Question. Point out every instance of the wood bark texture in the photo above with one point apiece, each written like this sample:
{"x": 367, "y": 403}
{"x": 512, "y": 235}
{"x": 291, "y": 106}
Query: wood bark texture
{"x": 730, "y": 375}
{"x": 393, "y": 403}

EXERCISE GOAL:
When copying the data above, keep every line exactly as written.

REPLY:
Question. Point out every instance of the wood bark texture in the photo above with one point apiece, each written like this sample:
{"x": 367, "y": 403}
{"x": 512, "y": 235}
{"x": 291, "y": 106}
Query: wood bark texture
{"x": 730, "y": 375}
{"x": 393, "y": 403}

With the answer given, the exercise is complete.